What is required:
Continue the news article below about the doctors' lawsuit against California's surprise-medical-bill law, starting right after its final sentence.

Text shown:
________________

Doctors Fight California Insurance Reform

     SACRAMENTO (CN) — After clearing the California Legislature in September with rare bipartisan support, a law aimed at preventing “surprise medical bills” has roiled a coalition of doctors who are fighting government health care reforms.
     For more than 70 years the Association of American Physicians and Surgeons has fought federal and state governments over health care reforms, including the stillborn Hillarycare in the 1990s and now Obamacare. Staging physician rallies and federal lawsuits, the advocacy group prides itself on defending doctors “mugged by Medicare” and “railroaded” by peer review.
     Now the Arizona-based nonprofit, which has gained recent publicity by casting doubt over Hillary Clinton’s health, is attacking the newly passed Assembly Bill 72.
     In its Oct. 13 federal lawsuit, the association claims AB 72 violates due process by allowing insurance companies to set doctor reimbursement rates, with a damaging impact on minorities and impoverished patients who rely on out-of-network doctors for emergency care.
     Andy Schlafly, the association’s general counsel, likened allowing private insurance companies to cap compensation rates for doctors it does not contract with to a football team setting the salaries of its opponents.

________________

Excerpted records:
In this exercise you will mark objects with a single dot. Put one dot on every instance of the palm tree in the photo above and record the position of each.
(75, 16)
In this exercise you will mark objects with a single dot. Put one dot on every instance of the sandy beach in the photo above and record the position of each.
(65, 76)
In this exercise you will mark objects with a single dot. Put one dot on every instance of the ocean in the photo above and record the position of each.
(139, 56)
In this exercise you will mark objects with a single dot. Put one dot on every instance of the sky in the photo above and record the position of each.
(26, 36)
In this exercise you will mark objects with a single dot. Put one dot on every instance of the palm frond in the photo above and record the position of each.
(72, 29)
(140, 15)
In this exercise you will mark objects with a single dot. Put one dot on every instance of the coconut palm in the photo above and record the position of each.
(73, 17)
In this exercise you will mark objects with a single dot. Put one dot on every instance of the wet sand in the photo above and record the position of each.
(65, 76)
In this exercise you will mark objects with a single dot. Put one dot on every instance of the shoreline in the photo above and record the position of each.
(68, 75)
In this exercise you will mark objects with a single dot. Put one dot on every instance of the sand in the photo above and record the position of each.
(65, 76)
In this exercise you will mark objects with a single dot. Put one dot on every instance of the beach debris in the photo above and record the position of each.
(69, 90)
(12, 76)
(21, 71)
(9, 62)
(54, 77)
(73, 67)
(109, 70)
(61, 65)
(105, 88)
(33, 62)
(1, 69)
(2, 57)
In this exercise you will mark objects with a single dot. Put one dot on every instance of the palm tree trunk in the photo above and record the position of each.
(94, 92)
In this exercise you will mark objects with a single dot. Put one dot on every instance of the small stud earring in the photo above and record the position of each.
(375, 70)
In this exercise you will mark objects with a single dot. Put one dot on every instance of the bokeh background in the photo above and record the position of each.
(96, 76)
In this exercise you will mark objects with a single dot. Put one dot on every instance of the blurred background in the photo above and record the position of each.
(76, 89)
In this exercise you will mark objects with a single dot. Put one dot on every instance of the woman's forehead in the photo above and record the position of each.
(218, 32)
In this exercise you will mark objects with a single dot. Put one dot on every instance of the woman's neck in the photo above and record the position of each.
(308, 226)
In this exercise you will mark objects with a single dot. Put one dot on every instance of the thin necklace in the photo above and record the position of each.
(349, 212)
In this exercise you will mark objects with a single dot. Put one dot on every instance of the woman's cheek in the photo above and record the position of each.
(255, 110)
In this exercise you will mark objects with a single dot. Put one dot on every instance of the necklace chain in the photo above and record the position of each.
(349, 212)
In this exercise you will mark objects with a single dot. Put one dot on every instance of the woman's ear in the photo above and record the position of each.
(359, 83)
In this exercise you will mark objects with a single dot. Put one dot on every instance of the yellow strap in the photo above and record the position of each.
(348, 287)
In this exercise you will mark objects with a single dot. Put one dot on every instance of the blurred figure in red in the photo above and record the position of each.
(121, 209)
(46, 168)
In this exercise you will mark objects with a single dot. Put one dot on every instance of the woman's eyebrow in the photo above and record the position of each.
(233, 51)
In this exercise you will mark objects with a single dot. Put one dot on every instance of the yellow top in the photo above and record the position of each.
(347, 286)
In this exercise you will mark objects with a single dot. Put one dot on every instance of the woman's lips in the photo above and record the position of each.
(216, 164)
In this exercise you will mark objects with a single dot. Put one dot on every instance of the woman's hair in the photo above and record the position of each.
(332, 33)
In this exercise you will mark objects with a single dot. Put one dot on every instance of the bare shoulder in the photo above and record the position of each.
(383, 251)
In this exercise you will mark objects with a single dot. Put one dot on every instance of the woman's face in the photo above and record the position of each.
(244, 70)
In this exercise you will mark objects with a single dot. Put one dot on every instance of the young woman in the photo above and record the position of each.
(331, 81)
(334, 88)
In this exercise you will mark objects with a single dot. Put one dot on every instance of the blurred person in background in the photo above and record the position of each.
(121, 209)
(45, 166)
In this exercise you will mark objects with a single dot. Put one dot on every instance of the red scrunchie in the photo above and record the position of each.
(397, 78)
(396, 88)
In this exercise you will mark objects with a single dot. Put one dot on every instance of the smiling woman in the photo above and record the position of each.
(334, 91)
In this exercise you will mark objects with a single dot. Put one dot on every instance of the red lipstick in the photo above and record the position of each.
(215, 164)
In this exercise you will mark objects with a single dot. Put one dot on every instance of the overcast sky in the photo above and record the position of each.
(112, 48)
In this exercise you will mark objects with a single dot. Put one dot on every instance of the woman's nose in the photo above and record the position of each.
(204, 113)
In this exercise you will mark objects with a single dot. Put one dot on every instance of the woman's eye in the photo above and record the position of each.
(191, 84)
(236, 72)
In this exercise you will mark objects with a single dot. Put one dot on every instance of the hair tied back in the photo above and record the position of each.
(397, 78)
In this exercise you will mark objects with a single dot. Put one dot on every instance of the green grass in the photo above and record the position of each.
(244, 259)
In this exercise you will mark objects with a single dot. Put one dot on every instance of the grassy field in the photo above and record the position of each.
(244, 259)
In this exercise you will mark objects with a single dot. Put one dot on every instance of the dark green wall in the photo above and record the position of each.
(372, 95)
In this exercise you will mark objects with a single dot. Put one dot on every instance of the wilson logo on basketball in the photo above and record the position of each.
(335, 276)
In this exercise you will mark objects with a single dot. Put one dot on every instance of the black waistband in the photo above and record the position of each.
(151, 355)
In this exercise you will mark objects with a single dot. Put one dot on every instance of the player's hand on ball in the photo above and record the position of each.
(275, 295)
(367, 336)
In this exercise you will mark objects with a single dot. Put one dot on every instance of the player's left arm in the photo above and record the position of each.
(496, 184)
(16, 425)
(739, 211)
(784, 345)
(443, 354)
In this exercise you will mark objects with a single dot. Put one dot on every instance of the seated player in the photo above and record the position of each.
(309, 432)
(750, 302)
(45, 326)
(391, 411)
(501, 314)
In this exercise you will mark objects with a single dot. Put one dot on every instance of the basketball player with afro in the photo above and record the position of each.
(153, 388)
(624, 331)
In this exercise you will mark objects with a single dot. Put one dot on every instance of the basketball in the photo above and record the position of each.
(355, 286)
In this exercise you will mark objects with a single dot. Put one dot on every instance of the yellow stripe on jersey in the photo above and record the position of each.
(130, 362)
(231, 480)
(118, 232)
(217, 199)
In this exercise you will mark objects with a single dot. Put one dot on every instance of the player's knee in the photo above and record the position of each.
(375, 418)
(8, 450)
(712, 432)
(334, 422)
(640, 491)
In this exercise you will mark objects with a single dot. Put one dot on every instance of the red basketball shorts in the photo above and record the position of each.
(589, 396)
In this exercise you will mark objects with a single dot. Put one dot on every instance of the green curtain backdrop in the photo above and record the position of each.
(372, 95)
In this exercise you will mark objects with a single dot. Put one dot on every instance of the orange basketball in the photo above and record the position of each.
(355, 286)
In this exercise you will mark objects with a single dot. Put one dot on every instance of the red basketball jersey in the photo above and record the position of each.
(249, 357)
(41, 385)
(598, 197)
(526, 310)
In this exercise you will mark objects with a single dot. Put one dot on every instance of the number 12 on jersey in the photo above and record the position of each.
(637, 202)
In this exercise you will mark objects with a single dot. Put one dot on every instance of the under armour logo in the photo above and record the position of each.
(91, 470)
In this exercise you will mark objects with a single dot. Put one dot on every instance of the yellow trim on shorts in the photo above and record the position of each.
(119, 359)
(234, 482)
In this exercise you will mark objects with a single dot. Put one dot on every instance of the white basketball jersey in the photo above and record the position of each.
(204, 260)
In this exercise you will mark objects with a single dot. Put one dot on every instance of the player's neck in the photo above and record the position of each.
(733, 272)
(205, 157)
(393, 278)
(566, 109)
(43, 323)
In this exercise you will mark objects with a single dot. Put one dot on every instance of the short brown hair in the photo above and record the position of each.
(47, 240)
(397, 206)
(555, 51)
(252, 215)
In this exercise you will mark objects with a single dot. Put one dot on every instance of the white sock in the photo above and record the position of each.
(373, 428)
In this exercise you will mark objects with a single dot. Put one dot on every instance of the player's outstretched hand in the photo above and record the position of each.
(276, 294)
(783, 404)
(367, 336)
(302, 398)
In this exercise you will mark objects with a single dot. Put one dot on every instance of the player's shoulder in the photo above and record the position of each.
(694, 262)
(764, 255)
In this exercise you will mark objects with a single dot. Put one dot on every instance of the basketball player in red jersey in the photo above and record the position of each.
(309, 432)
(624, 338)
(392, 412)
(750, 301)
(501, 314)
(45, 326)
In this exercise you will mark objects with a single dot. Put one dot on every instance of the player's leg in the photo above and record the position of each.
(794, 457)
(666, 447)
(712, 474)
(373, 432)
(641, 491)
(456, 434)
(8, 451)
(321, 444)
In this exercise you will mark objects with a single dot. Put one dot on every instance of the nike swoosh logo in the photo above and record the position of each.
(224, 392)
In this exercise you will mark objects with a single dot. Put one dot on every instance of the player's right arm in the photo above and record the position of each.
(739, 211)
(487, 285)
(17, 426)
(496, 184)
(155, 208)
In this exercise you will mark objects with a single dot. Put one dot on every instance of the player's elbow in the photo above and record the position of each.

________________

Answer to this exercise:
     “It would be like the San Francisco 49ers dictating the salaries for the New England Patriots,” Schlafly said in an interview. “It’s a non sequitur.”
     Gov. Jerry Brown signed AB 72 on Sept. 23, after it cleared the Legislature by a combined 114-1 margin. The consumer protection bill establishes protections against surprise medical bills associated with out-of-network medical services and creates a dispute resolution process for doctors’ reimbursement claims against insurers.
     Illinois and New York also have passed bills aimed at capping surprise bills, which lawmakers say can bankrupt and destroy families.
     Supporters and the bill’s author, Assemblyman Rob Bonta, D-Oakland, say patients often unknowingly receive medical attention from out-of-network providers and are later hit with a hefty bill.
     Surprise bills may come when a patient does not have the ability to choose an emergency room for treatment, or a patient’s in-network hospital contracts certain services to out-of-network doctors.
     With Brown’s approval, Bonta’s bill requires the California Department of Managed Health Care to create a resolution dispute process by Sept. 1, 2017 and limit doctors from charging more than 125 percent of the amount Medicare pays for a procedure.
     Brown and the department of managed health care are the defendants in the lawsuit. The governor’s office declined to comment, saying it has not been served.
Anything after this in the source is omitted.